WHAT TO WORK ON: Write out the lines from the line with "[seg] woman's collar" up to and including the line with "Provide the outline of every instance of the woman's", replacing "collar" with "necklace" and leaving everything else unchanged.

MATERIAL PROVIDED:
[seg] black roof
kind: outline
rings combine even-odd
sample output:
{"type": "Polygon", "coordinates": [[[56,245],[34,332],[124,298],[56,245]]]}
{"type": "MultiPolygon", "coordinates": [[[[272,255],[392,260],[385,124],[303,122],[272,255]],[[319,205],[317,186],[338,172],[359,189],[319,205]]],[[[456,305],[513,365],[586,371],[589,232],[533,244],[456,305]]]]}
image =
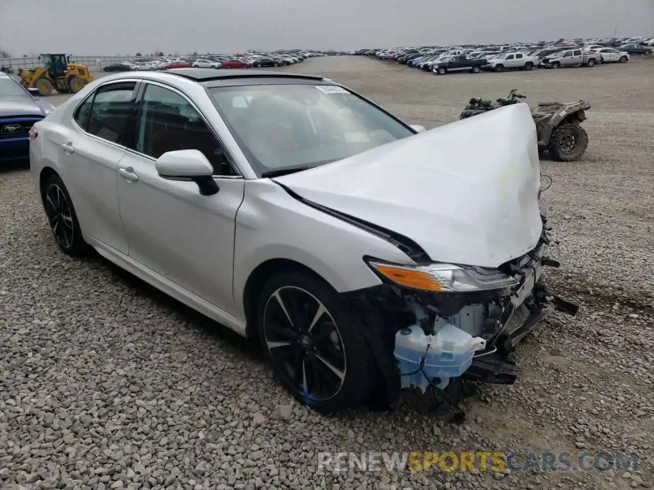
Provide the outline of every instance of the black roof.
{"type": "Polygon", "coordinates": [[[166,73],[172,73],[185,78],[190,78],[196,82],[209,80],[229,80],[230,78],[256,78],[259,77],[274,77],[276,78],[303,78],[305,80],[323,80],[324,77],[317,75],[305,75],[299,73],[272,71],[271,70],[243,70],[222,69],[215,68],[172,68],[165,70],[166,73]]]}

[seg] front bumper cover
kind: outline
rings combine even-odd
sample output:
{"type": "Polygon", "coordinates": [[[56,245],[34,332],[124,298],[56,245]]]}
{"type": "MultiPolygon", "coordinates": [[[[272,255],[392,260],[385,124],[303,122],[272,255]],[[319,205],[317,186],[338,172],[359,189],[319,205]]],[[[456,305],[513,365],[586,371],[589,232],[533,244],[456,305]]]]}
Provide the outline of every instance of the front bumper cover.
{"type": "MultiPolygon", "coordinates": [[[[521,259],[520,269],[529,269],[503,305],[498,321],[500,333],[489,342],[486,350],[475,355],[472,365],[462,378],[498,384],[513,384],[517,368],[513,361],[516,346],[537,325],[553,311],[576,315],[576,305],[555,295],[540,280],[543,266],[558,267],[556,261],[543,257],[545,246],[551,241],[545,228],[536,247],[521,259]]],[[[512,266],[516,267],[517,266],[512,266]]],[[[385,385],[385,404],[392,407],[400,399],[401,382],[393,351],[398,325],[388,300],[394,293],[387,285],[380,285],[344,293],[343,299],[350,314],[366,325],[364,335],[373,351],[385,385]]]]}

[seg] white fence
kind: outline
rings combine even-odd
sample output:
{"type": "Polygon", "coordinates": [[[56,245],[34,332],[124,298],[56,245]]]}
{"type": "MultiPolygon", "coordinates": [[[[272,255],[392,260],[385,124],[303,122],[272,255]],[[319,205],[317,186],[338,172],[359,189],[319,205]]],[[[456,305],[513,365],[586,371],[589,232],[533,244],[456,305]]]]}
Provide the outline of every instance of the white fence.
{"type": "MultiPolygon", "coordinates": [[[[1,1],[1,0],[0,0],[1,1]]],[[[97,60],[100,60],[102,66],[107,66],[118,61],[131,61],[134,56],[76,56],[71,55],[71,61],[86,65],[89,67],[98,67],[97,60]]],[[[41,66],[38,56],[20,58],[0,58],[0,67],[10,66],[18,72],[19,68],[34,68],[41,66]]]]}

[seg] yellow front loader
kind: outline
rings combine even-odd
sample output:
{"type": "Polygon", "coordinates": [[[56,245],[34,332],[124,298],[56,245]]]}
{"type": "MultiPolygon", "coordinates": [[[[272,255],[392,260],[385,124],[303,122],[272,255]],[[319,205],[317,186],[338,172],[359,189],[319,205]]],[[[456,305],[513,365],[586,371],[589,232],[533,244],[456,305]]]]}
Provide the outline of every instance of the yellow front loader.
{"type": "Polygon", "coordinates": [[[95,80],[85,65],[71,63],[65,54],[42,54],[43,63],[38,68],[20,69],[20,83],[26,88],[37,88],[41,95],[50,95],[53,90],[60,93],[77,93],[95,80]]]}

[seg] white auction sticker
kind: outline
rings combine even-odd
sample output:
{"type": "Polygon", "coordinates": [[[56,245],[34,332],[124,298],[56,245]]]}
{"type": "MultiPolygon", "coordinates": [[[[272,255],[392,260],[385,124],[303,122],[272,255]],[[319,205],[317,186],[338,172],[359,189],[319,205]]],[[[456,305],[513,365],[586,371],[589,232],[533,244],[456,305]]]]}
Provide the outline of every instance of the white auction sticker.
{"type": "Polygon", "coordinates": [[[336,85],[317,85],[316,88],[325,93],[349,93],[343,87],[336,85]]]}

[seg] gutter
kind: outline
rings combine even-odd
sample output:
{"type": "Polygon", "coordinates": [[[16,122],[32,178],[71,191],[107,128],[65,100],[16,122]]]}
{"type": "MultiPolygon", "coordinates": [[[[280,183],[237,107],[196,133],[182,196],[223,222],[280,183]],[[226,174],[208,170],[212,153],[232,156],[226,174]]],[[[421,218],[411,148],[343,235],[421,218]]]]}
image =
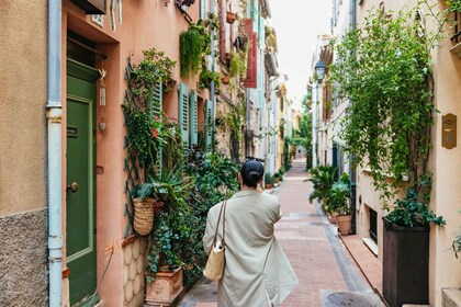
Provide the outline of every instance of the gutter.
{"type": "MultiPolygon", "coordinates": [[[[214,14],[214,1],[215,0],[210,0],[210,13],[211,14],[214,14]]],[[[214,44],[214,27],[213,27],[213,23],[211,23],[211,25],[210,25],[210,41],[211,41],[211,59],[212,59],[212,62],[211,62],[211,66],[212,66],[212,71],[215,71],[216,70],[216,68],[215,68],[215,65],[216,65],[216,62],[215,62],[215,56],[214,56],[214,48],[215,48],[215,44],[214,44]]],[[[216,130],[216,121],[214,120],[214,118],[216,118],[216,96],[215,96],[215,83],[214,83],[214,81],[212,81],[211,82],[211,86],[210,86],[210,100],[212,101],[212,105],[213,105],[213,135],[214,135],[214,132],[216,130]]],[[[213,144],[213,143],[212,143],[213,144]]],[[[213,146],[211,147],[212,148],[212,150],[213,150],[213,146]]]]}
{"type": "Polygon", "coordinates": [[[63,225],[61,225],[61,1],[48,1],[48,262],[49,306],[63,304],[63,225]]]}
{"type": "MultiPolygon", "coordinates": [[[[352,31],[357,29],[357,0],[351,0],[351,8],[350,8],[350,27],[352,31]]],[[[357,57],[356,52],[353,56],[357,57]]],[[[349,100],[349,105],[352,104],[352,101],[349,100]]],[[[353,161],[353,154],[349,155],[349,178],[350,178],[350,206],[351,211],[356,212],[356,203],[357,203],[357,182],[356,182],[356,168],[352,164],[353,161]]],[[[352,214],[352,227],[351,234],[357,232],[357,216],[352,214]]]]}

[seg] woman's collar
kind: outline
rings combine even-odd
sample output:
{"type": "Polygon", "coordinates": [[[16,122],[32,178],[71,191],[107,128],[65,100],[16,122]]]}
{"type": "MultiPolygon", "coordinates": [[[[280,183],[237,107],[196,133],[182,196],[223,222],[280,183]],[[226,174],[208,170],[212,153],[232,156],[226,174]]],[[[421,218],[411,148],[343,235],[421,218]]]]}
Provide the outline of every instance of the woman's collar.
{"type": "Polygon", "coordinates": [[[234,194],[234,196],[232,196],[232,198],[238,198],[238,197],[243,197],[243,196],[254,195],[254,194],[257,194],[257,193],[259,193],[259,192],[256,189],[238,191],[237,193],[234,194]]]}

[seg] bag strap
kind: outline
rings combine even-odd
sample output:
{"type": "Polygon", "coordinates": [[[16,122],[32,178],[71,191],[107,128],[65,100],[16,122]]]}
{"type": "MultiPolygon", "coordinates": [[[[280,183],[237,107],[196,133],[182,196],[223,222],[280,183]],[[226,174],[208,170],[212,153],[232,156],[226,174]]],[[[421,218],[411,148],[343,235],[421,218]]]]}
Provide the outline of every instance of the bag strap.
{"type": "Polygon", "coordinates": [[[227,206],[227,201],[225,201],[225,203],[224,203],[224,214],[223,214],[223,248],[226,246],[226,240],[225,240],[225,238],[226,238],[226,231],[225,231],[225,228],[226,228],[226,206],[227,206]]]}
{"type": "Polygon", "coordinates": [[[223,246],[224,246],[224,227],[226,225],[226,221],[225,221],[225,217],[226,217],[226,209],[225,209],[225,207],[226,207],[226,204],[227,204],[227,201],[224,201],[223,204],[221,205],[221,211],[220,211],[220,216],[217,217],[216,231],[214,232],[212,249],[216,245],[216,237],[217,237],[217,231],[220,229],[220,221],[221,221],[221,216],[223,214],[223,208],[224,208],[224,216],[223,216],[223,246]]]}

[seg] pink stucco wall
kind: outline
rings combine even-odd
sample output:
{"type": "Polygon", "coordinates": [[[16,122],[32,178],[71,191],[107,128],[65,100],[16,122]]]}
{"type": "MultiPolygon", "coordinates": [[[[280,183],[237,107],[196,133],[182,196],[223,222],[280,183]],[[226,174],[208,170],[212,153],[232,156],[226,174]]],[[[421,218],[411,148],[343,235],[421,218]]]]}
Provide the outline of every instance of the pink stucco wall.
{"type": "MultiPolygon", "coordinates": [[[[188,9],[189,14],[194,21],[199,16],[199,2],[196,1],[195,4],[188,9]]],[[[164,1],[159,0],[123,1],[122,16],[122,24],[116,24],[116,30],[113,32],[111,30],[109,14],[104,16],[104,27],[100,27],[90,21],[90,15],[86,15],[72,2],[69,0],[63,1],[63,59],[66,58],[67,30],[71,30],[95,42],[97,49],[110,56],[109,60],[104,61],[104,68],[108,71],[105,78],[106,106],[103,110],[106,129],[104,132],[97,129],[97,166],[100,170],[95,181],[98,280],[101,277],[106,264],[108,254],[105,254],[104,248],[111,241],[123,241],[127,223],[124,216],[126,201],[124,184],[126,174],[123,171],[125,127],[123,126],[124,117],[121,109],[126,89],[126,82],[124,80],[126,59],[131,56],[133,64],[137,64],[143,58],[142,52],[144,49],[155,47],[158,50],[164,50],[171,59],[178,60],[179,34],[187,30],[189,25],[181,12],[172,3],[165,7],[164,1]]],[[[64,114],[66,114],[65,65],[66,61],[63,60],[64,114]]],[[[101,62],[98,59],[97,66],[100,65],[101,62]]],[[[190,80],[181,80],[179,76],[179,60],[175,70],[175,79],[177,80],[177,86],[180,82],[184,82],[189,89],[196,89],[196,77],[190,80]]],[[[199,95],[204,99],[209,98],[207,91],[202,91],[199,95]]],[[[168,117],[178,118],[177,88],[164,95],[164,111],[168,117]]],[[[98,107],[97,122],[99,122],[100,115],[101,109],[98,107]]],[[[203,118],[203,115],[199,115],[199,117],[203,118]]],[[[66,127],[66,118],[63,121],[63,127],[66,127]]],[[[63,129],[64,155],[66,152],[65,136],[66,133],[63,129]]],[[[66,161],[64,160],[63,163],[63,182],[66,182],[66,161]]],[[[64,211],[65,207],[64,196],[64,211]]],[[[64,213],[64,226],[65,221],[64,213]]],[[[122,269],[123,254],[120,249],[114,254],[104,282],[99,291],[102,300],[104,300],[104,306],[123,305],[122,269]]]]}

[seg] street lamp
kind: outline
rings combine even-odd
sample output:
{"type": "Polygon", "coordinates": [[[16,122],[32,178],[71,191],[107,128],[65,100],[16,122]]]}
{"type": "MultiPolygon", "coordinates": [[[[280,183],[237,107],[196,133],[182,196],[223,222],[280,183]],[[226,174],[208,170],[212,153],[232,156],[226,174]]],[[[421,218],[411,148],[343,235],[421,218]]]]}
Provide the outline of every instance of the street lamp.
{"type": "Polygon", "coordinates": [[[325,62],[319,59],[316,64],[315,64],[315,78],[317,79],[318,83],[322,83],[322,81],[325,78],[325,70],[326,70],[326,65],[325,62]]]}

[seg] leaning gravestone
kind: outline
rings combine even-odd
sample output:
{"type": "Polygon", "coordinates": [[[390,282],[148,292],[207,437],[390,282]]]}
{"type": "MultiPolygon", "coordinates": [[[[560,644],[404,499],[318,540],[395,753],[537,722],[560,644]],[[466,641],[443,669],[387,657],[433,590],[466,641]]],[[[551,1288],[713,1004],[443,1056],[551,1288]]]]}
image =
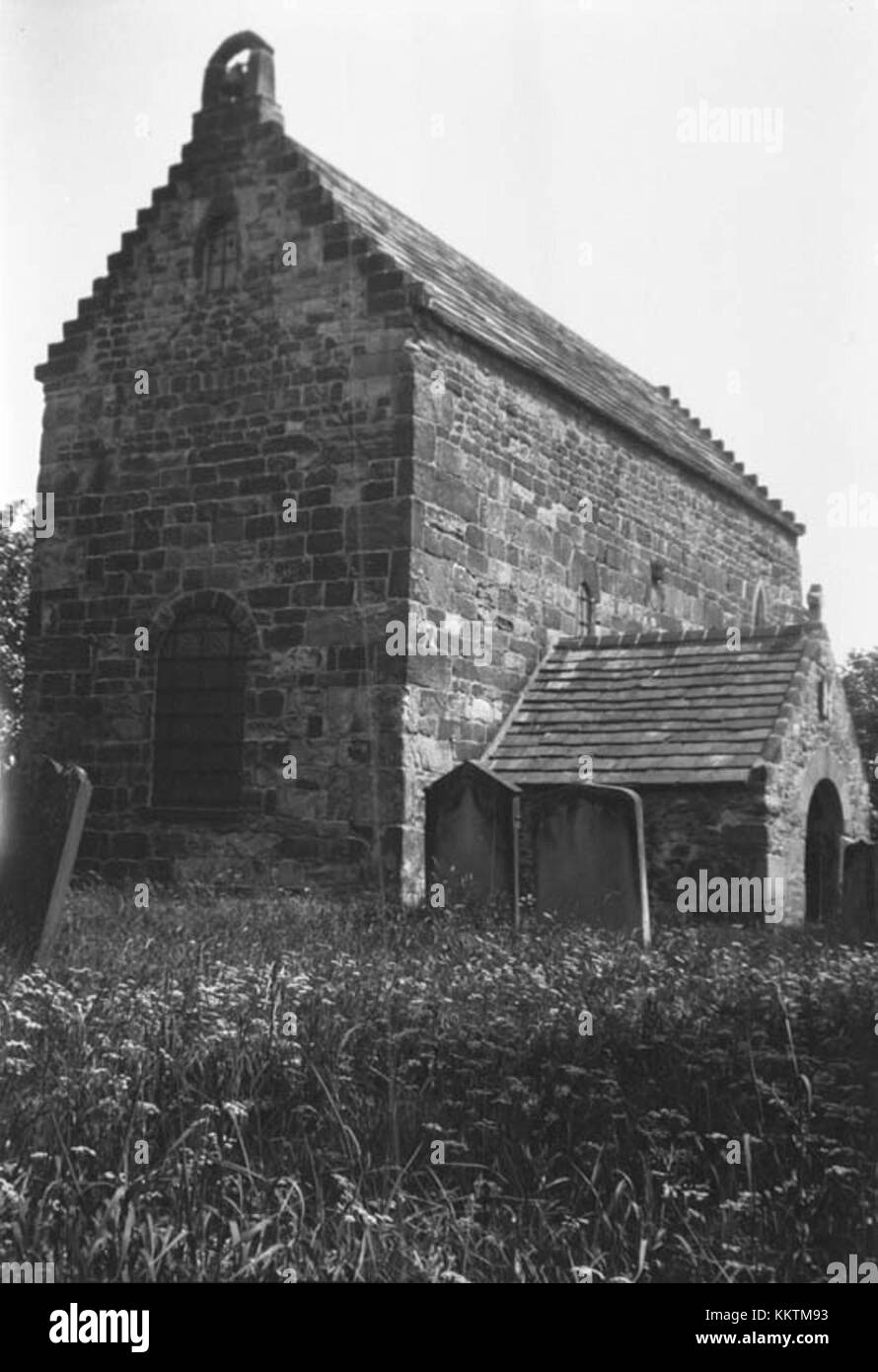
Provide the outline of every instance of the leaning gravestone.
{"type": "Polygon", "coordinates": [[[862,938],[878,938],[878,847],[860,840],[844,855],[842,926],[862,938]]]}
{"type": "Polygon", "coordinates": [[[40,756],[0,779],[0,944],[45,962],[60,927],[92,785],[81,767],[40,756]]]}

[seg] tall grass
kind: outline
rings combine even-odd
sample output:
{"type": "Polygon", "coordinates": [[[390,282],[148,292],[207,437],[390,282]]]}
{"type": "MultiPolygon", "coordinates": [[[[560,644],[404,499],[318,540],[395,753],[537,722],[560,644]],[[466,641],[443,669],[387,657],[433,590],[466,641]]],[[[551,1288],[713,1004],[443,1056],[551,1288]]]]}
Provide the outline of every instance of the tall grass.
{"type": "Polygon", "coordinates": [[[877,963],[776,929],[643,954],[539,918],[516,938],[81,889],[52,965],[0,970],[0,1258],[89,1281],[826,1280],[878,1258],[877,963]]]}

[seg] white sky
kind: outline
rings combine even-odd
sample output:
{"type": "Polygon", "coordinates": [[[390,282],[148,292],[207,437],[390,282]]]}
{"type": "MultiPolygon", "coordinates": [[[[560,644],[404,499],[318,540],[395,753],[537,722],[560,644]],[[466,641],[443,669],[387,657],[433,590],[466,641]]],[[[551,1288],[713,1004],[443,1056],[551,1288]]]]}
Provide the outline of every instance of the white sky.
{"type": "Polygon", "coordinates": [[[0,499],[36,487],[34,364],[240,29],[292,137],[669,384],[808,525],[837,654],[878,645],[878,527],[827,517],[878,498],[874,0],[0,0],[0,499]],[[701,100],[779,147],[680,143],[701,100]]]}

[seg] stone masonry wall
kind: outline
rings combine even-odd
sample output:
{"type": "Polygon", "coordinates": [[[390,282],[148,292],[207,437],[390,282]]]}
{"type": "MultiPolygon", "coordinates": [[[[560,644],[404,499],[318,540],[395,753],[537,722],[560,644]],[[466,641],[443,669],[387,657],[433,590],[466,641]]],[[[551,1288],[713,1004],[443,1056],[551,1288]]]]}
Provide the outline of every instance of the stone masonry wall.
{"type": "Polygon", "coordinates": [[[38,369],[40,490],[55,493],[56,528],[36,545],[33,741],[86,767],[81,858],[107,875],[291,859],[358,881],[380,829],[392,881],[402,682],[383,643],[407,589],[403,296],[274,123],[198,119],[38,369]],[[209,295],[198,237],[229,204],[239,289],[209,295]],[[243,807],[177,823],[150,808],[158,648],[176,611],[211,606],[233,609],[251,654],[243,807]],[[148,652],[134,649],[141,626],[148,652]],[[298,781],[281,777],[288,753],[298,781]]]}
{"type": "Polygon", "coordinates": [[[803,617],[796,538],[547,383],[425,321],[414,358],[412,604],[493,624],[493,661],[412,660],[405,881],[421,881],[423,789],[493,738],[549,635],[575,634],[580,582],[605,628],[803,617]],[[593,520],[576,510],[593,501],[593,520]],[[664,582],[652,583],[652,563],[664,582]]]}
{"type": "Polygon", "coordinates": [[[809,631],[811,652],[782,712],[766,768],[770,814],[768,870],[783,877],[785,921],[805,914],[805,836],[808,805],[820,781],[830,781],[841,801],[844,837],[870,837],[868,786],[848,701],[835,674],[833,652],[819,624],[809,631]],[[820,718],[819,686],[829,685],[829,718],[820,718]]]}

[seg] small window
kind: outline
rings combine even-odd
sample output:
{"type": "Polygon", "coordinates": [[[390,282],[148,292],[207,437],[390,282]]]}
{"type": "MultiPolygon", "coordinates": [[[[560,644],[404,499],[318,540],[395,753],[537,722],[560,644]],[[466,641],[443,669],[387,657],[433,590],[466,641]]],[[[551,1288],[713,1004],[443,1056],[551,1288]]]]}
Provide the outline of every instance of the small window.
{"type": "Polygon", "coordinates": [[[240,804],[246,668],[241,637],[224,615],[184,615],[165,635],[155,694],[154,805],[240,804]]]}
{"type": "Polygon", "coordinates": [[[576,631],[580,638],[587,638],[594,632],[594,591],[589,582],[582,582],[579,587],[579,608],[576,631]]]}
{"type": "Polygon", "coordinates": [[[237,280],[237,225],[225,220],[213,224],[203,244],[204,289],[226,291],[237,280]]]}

SOLUTION:
[seg] woman's necklace
kind: outline
rings combine even-odd
sample output:
{"type": "Polygon", "coordinates": [[[16,122],[32,178],[71,191],[107,128],[65,100],[16,122]]]}
{"type": "MultiPolygon", "coordinates": [[[[280,183],[237,107],[196,133],[182,196],[223,222],[280,183]],[[226,174],[208,170],[212,153],[232,156],[226,174]]],[[[421,218],[411,148],[343,235],[421,218]]]]}
Provide the outline of every instance of the woman's necklace.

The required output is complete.